### [Texto]
◇ ◇ ◇ ◇
OS 32 DA COPA (32)
Carles: Não sabia se começar falando de coxinhas ou acarajé, de oportunistas
ou inconscientes, reclamar que as manchetes sobre greves ou manifestações nos
chegam acompanhadas da palavra “caos” no lugar de “legítima”. Tinha também o
problema de ao fazer qualquer consideração despretensiosa ser condenado ao fogo
eterno como traidor de uma causa ou partidário da outra. Diante de tudo isso,
preferi passar a palavra a alguém tão ibérico e tão brasileiro como eu. Nascida
em Vila Isabel, no Rio, ela, como eu, carrega indisfarçáveis cicatrizes no nome
e essa dualidade (ou ambiguidade) que tanto nos atormenta aos cidadãos
híbridos. É a escritora Nélida Piñon, que no seu artigo “La ilusión brasileña” para “El País Semanal” de 8 de janeiro, descreve a alma
brasileira como sendo “de raiz Ibérica e destino mestiço, embevecida pelo
poder, heroica, marinheira e sensual, com inclinação à intriga novelesca e ao
lirismo”. Você sabe que eu prefiro quebrar o adjetivo “brasileiro/a” em dezenas
de outros. Mesmo assim, não me parece um mau começo para o nosso papo sobre o
anfitrião da 20ª Copa do Mundo. Intriga novelesca e lirismo, diz ela. Alguma
insinuação sobre fuga da realidade ou tendência à falta de objetividade?
◇ ◇ ◇ ◇
### [O que se pede]
1. Segundo o texto, em que bairro nasceu Nélida Piñon?
2. Diga se cada afirmação concorda com o texto, citando as palavras decisivas: (a) o artigo de Nélida Piñon saiu no “El País Semanal” de 8 de janeiro; (b) o Brasil é o anfitrião da 10ª Copa do Mundo; (c) Carles prefere manter o adjetivo “brasileiro/a” inteiro, sem dividi-lo.
◇ ◇ ◇ ◇
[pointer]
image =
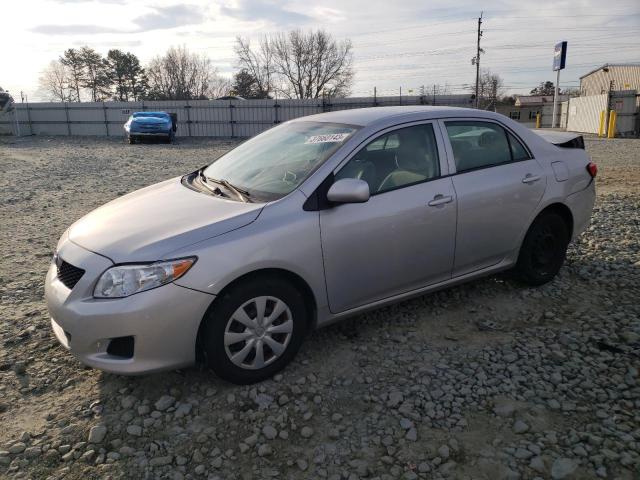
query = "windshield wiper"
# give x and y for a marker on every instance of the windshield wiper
(240, 193)
(215, 190)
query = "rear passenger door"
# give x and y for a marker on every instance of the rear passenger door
(498, 185)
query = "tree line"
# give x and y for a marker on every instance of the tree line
(84, 74)
(296, 64)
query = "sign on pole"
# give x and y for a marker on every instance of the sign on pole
(560, 56)
(559, 62)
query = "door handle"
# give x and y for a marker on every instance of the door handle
(530, 178)
(440, 200)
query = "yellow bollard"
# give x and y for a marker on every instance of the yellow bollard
(611, 133)
(603, 115)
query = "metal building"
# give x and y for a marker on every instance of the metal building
(611, 77)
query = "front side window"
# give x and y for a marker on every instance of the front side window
(396, 159)
(274, 163)
(480, 144)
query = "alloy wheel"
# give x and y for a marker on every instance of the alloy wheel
(258, 332)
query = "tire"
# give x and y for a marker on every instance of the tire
(237, 362)
(543, 250)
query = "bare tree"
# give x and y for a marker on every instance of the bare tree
(258, 63)
(181, 75)
(54, 82)
(490, 90)
(75, 66)
(219, 86)
(96, 78)
(299, 64)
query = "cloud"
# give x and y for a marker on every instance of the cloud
(170, 17)
(74, 29)
(161, 18)
(272, 11)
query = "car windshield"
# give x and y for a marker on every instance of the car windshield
(274, 163)
(151, 114)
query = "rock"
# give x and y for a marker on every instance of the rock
(251, 440)
(16, 448)
(395, 398)
(520, 427)
(128, 402)
(306, 432)
(269, 432)
(135, 430)
(97, 434)
(630, 337)
(183, 410)
(537, 464)
(160, 461)
(443, 451)
(264, 450)
(563, 468)
(88, 456)
(405, 423)
(164, 402)
(504, 407)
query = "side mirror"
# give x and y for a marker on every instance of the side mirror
(349, 190)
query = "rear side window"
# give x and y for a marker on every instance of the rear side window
(482, 144)
(517, 149)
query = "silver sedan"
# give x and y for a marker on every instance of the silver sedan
(310, 222)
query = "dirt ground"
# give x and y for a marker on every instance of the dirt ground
(487, 380)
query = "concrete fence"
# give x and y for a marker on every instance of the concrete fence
(196, 118)
(583, 113)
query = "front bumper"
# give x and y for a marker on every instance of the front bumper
(163, 322)
(150, 134)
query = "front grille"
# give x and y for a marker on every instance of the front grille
(69, 275)
(121, 347)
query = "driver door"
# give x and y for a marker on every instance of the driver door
(403, 237)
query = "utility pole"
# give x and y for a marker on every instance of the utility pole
(476, 60)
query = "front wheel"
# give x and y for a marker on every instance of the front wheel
(254, 330)
(543, 250)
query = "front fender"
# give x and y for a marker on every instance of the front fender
(283, 237)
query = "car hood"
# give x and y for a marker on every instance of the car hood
(151, 222)
(150, 121)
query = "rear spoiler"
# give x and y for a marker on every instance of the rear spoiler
(562, 139)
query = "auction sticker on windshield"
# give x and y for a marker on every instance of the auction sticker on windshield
(330, 138)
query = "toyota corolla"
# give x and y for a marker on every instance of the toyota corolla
(310, 222)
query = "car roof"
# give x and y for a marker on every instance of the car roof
(376, 115)
(150, 113)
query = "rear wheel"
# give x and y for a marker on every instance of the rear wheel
(543, 250)
(254, 330)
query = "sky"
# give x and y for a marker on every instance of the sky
(402, 44)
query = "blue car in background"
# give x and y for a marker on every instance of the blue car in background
(161, 125)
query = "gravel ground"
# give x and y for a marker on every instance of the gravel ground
(488, 380)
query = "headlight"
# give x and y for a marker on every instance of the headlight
(124, 280)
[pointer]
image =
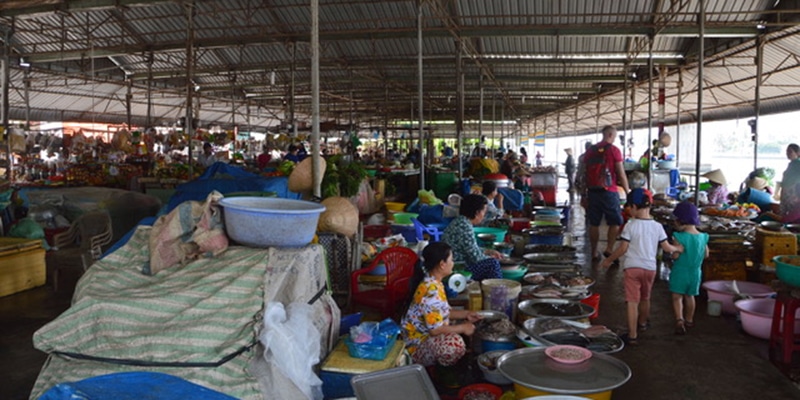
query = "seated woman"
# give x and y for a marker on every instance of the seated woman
(718, 194)
(429, 336)
(494, 207)
(788, 211)
(460, 235)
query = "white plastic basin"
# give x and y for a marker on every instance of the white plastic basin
(757, 317)
(270, 222)
(723, 292)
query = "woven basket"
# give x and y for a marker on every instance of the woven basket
(301, 180)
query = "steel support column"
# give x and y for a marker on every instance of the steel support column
(315, 156)
(701, 58)
(422, 135)
(650, 113)
(188, 126)
(759, 77)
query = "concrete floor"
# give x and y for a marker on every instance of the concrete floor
(715, 360)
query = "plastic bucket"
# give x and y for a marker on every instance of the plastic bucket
(594, 302)
(556, 240)
(501, 295)
(758, 197)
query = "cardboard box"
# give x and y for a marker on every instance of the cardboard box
(22, 265)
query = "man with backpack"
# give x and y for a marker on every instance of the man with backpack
(603, 170)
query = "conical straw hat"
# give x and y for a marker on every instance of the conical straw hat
(716, 176)
(300, 180)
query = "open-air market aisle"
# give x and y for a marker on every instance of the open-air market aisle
(714, 360)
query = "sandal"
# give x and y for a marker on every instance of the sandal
(629, 341)
(680, 329)
(607, 254)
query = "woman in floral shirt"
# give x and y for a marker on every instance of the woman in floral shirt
(461, 237)
(429, 336)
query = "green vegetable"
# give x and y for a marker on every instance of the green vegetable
(286, 168)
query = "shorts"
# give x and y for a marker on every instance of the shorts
(638, 284)
(685, 281)
(603, 203)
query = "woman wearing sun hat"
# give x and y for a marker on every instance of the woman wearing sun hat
(718, 194)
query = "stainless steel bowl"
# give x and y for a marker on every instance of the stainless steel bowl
(794, 228)
(487, 237)
(772, 226)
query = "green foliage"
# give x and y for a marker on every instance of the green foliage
(342, 178)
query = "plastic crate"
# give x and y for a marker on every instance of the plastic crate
(548, 193)
(547, 239)
(368, 351)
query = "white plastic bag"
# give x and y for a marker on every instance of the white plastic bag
(292, 344)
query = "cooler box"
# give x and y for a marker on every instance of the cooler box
(339, 368)
(548, 192)
(22, 265)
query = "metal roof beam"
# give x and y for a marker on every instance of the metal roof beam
(15, 8)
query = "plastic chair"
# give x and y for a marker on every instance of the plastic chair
(434, 233)
(81, 245)
(399, 262)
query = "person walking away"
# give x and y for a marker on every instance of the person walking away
(430, 336)
(788, 211)
(685, 278)
(604, 170)
(494, 207)
(208, 157)
(460, 235)
(638, 247)
(569, 169)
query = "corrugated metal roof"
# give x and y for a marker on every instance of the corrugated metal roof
(557, 54)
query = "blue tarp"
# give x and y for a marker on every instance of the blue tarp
(513, 199)
(132, 386)
(226, 179)
(223, 178)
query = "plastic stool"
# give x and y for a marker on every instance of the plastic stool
(782, 340)
(421, 229)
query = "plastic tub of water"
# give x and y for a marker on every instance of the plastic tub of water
(757, 317)
(723, 291)
(292, 223)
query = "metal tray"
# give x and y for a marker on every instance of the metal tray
(401, 383)
(492, 315)
(550, 258)
(531, 368)
(533, 329)
(528, 307)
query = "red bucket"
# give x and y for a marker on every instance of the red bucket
(594, 302)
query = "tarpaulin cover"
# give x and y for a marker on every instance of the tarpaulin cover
(513, 199)
(226, 179)
(133, 386)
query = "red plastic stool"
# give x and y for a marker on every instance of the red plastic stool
(782, 339)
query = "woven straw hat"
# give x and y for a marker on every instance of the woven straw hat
(300, 180)
(716, 176)
(756, 183)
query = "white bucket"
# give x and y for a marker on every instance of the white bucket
(501, 295)
(714, 308)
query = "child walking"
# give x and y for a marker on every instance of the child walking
(684, 280)
(638, 246)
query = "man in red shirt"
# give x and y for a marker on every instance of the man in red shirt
(603, 201)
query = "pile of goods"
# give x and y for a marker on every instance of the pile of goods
(557, 331)
(736, 210)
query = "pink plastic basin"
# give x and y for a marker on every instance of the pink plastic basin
(757, 317)
(722, 291)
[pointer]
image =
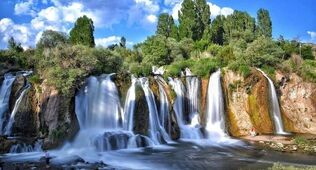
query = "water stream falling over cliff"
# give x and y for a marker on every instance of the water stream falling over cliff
(274, 106)
(188, 129)
(157, 132)
(164, 115)
(8, 127)
(5, 93)
(100, 116)
(215, 125)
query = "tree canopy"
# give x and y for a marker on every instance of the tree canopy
(82, 33)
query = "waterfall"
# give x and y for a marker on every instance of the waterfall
(129, 107)
(215, 125)
(193, 87)
(9, 125)
(156, 131)
(98, 104)
(275, 107)
(100, 116)
(23, 147)
(164, 114)
(187, 131)
(5, 93)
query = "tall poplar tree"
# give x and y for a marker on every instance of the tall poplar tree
(203, 20)
(82, 33)
(264, 25)
(187, 20)
(166, 26)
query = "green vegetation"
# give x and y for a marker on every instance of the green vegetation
(82, 33)
(238, 42)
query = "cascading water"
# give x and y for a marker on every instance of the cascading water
◇ ◇ ◇ ◇
### [Respostas escritas]
1. Em Vila Isabel, no Rio.

2.
(a) Sim: «no seu artigo “La ilusión brasileña” para “El País Semanal” de 8 de janeiro»
(b) Não: «anfitrião da 20ª Copa do Mundo»
(c) Não: «eu prefiro quebrar o adjetivo “brasileiro/a” em dezenas de outros»